Work request - In the text on old herbal lore, can you write out again the part that opens with the words "The Verbena tribe" and closes with "delicately fragrant leaves.", swapping "gardens" for "borders"?

Extracted text -
The old "Simplers" (herbalists) commend Penny Royal tea as a remedy for coughs and colds—"goode and wholesome for the lungs"—and add that "a garlande of the plant worn about the heade will cure giddeness."

Foxglove (Digitalis) was praised by old herbalists for its various medicinal uses, "divers having been cured thereby of falling sickness." Later, skillful practitioners have discovered its power over the action of the heart, and Digitalis has come to be a highly-valued medicine.

Common Vervain rivals the Mistletoe in its occult usages. "Many old wives' fables tending to witchcraft and sorcerie," says Gerarde, "are written of Vervayne."

"The Druids," according to Pliny, often used Vervain in "casting lots, telling fortunes, and foreshadowing future national events." Its gathering was attended with peculiar ceremonies. "It was to be sought for at the rising of the great Dog-star, and when plucken an offering of honeycomb was to be made to the Earth as a recompense for depriving her of so goodly an herb." The ancients believed that "if the hall or dining chamber be sprinkled with the water wherein Vervain lay steeped all that sate at the table should be very pleasant, and make merry more jocundly."

The Romans considered it a sacred plant, placing it in the hands of ambassadors who were about to enter on important embassies; and the floors of their houses were rubbed with Vervain to drive away evil spirits. In England, at a later time, the plant was called "Holy herb," and had its superstitious usages intimating a belief in its magical properties. Of late years it is there tied round the neck as a charm to cure ague.

Vervain is still believed to possess great medicinal virtues, and is described as a remedy for thirty different maladies. It had of old the expressive name of "Simpler's Joy."

The Verbena tribe of this plant is cultivated in our gardens for its showy clusters of pink, purple, white, and dazzling scarlet blossoms, and the Lemon variety for its delicately fragrant leaves.

According to the old "Simplers" "the roote of the Caraway may be eaten like the parsnip, and helpeth digestion and strengtheneth the stomaches of ancient (aged) people exceedingly, and they need not make a whole meal of them neither."

In some countries Angelica is (we are told) called by a name signifying the "Holy Ghost." In ancient times its leaf stalks were blanched like those of celery and eaten as a salad, or they were dried and preserved as a sweet-meat, "Candied Angelica." The Laplander believes that the use of Angelica prolongs life, and chews it as he would do tobacco.

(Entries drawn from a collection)
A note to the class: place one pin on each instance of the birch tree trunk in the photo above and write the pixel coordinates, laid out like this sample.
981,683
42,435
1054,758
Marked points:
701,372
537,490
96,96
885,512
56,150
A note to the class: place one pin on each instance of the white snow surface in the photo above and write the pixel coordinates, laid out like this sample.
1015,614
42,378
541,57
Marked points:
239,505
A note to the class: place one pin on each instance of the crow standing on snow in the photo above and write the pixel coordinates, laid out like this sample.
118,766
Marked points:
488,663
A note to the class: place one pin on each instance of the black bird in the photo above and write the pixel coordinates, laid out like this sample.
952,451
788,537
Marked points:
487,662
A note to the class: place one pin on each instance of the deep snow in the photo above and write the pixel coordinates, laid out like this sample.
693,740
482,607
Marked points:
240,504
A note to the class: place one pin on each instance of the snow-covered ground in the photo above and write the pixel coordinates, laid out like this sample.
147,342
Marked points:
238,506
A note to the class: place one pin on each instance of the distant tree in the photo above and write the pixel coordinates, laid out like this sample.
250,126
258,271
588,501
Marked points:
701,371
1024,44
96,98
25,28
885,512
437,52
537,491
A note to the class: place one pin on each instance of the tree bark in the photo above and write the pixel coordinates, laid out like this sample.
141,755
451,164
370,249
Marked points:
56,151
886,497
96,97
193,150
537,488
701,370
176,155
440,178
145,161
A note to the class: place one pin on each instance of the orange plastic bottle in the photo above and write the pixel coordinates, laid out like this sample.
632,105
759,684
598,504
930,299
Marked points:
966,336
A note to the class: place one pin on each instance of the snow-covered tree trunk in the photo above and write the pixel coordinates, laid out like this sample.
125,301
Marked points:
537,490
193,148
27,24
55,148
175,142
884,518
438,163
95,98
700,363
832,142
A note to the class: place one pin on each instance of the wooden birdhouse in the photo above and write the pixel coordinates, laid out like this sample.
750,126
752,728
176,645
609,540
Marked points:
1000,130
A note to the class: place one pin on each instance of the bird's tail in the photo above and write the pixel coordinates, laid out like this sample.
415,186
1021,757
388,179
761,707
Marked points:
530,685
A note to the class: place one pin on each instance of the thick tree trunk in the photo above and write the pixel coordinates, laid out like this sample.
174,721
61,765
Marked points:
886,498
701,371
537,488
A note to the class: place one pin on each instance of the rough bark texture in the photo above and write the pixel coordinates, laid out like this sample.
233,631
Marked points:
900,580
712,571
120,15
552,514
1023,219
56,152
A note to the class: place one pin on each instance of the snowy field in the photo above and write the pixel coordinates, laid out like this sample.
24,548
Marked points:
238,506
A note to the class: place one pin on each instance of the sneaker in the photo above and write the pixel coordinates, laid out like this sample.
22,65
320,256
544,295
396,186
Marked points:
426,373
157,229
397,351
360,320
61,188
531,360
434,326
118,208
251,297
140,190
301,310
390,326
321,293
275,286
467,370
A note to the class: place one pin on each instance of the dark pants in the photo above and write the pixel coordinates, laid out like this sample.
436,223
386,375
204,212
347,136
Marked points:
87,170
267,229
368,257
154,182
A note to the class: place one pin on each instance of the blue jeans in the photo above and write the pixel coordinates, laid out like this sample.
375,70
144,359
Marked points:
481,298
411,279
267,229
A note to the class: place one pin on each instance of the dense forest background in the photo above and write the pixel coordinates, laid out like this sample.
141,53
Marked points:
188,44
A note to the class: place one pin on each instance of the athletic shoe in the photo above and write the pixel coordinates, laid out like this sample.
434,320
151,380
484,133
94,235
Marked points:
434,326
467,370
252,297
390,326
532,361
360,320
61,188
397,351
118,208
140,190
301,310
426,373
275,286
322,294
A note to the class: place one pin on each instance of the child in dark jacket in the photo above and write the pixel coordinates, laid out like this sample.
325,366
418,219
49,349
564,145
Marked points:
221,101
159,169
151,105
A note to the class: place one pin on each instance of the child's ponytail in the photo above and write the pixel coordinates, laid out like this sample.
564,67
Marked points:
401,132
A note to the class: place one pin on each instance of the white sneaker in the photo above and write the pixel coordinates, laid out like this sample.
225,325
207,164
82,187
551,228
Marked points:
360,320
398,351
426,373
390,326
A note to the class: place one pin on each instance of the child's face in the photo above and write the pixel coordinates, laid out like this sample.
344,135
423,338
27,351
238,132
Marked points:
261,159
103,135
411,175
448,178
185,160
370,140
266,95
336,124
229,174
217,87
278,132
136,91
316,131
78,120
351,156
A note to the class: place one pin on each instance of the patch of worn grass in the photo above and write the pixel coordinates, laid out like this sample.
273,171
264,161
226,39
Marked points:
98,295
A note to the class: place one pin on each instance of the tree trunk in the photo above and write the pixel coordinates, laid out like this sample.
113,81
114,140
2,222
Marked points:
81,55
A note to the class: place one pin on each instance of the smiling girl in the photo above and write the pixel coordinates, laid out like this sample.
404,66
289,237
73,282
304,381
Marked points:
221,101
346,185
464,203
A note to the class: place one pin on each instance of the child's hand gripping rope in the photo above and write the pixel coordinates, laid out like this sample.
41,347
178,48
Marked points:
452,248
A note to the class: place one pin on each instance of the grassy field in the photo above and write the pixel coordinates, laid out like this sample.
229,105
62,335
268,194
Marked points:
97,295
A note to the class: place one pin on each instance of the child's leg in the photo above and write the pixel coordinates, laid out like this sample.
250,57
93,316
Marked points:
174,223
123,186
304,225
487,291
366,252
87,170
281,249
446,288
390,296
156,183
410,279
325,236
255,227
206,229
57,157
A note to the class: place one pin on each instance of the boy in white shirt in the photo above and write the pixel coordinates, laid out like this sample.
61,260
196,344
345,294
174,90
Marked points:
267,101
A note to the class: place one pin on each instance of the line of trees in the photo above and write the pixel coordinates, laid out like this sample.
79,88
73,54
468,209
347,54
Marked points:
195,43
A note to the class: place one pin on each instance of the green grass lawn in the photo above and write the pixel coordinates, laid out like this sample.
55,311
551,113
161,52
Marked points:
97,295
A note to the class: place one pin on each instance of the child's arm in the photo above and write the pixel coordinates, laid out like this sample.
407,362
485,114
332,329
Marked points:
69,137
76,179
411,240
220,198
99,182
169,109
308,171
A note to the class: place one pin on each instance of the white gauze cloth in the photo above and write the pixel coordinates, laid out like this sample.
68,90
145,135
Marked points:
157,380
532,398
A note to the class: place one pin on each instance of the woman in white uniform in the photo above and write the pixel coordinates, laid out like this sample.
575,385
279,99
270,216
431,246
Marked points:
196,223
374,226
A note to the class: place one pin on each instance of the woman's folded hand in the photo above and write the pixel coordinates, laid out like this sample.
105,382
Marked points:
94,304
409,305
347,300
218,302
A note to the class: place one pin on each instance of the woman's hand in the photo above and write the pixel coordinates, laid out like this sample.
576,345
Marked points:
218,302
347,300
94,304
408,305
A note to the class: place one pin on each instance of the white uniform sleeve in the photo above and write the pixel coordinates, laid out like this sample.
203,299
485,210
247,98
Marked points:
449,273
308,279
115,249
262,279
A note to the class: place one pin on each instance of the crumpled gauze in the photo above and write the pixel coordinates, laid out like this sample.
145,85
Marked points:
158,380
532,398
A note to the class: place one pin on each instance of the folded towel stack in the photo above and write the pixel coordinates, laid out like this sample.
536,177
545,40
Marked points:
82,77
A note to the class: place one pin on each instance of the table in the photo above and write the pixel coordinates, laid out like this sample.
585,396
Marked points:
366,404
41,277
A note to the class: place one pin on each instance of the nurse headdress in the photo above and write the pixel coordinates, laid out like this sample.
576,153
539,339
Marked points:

Answer to this exercise -
The Verbena tribe of this plant is cultivated in our borders for its showy clusters of pink, purple, white, and dazzling scarlet blossoms, and the Lemon variety for its delicately fragrant leaves.